======== EXCERPTED PASSAGE

Wills is completely at home in this world: he worked for years as a bush pilot in northern Canada and later flew for Fed Ex. In the early 2000s, he heard through the pilot grapevine that Nortel, then in the throes of its first financial crisis, was getting rid of all its corporate jets. The company, as it turned out, needed to dispose of a warehouse of spare parts their auditors felt were obsolete.
On what he admits was a lark, Wills called up Nortel and offered to buy the entire inventory—wheels, brakes, motors, etc. —at the cut-rate price of $30,000. The next day, he’d lined up a buyer: a Dulles, Virginia, outfit called United Express that was willing to pay $350,000 in cash to take it off his hands.
Wills continued to source parts for United, and gradually built up a small stable of airline customers. He quickly came to understand a critically important aspect of the fluid market for airplane parts, which is that rapid response matters more than in most service businesses.
He bought a Blackberry and at the time Wills was one of the few people in his circle to have one. Leaving it on the bed stand at night, he mastered the art of answering a 2 a.m. customer call without sounding groggy. At aviation trade shows, Wills cultivated a reputation for being highly responsive, and moving on a customer’s order the moment it came over the transom.

================

- WRITTEN PROBLEM 1 -
In the listing below, rewrite the lines from the one containing "on the entrance" through the last line of the listing, inclusive, as a numbered list with blank lines omitted.

======== RECORDS SUPPLIED

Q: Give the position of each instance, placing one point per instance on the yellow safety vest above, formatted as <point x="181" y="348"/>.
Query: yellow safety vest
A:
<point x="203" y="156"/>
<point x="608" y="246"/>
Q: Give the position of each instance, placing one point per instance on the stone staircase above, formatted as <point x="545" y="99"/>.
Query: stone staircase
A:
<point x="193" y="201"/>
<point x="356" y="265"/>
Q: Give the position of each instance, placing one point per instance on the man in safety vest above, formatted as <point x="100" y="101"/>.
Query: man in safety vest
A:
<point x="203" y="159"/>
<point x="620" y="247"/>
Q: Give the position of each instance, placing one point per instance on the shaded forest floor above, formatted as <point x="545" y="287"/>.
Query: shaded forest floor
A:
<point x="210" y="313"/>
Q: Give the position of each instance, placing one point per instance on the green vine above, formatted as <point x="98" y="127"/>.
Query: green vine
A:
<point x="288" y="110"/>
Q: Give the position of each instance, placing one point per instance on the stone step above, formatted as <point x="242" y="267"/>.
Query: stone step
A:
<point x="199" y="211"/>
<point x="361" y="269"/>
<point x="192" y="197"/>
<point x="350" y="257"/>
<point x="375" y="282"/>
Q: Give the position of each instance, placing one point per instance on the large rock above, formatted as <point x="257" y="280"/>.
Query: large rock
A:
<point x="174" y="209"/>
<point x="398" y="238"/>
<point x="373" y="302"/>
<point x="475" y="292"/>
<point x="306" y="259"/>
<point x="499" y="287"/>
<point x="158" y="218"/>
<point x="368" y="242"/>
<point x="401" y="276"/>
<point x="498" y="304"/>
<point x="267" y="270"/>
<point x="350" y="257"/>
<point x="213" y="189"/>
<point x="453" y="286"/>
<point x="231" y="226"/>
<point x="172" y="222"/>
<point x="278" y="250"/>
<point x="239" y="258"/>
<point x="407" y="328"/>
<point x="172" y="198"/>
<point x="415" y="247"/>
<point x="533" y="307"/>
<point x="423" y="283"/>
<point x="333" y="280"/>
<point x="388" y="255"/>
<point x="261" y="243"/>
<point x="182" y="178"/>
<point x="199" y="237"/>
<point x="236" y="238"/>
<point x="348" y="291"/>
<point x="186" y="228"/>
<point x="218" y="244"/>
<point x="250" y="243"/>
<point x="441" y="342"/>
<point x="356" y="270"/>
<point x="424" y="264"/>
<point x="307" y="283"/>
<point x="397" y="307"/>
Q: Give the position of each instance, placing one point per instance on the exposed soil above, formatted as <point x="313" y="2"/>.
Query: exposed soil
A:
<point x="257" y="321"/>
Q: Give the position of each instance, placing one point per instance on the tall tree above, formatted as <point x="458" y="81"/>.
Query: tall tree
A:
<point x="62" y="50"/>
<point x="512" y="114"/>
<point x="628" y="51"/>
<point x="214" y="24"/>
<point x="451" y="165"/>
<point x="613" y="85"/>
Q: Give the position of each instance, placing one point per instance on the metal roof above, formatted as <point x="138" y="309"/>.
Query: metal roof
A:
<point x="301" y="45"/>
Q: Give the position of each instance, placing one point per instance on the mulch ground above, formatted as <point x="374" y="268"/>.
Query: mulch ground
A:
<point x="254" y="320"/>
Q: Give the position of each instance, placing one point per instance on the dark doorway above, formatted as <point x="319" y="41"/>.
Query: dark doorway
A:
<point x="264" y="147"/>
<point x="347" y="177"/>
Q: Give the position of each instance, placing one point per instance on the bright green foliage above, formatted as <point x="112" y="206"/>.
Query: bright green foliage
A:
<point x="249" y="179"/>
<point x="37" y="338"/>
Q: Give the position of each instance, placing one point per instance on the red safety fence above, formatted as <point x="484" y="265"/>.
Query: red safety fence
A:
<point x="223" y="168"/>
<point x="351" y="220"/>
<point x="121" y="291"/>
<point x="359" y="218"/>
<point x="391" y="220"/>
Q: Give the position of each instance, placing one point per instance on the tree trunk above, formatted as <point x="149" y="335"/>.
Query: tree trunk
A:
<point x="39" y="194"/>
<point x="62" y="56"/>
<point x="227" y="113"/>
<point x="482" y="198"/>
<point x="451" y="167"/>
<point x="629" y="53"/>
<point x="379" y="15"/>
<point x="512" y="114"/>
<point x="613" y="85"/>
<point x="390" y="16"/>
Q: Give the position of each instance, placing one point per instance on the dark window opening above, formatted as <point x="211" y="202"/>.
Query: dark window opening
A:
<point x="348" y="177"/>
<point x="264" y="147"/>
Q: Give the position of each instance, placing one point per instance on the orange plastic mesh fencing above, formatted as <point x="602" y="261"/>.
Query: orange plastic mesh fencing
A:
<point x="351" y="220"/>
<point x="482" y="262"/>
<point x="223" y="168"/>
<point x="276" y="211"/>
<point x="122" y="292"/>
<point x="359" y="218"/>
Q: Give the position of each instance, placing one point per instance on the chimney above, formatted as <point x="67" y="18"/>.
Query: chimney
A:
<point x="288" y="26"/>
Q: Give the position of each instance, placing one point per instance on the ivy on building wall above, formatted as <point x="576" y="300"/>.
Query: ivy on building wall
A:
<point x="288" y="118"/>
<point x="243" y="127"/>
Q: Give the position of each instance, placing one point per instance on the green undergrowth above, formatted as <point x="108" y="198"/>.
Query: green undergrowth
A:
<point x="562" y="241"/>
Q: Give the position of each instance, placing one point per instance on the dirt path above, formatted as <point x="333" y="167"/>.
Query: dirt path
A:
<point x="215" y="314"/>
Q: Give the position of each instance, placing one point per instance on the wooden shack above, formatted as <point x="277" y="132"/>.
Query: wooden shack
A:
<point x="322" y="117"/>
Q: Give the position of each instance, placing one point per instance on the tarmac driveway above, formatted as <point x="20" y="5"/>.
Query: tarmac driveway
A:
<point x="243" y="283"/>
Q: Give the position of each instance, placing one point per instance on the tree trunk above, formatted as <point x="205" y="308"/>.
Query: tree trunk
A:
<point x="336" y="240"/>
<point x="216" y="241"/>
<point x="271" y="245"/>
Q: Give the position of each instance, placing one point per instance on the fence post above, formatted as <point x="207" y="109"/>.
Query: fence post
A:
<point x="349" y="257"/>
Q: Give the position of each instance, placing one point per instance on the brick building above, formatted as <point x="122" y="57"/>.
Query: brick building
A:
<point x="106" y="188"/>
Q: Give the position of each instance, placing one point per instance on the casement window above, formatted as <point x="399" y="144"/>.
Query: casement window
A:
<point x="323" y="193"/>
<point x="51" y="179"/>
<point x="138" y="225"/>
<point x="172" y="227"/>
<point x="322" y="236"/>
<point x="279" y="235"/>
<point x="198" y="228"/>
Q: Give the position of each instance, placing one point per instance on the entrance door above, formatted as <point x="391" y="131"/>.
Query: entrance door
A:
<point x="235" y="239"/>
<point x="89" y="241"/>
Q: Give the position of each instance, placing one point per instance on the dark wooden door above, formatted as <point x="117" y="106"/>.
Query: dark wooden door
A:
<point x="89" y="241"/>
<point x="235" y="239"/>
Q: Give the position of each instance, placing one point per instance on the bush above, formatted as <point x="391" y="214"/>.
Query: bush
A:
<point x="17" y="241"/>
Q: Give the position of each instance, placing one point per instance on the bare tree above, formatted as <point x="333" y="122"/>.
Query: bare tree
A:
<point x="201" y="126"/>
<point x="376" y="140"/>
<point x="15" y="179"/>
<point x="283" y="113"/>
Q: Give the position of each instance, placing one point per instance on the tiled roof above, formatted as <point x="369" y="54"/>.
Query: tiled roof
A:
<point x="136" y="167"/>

================

- WRITTEN PROBLEM 2 -
In the passage about Wills and airplane parts, what price did Wills offer Nortel for its entire spare-parts inventory?

- SOLUTION 1 -
1. Q: Give the position of each instance, placing one point per instance on the entrance door above, formatted as <point x="391" y="131"/>.
2. Query: entrance door
3. A:
4. <point x="235" y="239"/>
5. <point x="89" y="241"/>
6. Q: Give the position of each instance, placing one point per instance on the dark wooden door above, formatted as <point x="117" y="106"/>.
7. Query: dark wooden door
8. A:
9. <point x="89" y="241"/>
10. <point x="235" y="239"/>
11. Q: Give the position of each instance, placing one point per instance on the bush above, formatted as <point x="391" y="214"/>.
12. Query: bush
13. A:
14. <point x="17" y="241"/>
15. Q: Give the position of each instance, placing one point per instance on the bare tree above, formatted as <point x="333" y="122"/>.
16. Query: bare tree
17. A:
18. <point x="201" y="126"/>
19. <point x="376" y="140"/>
20. <point x="15" y="179"/>
21. <point x="283" y="113"/>
22. Q: Give the position of each instance, placing one point per instance on the tiled roof above, formatted as <point x="369" y="54"/>.
23. Query: tiled roof
24. A:
25. <point x="136" y="167"/>

- SOLUTION 2 -
$30,000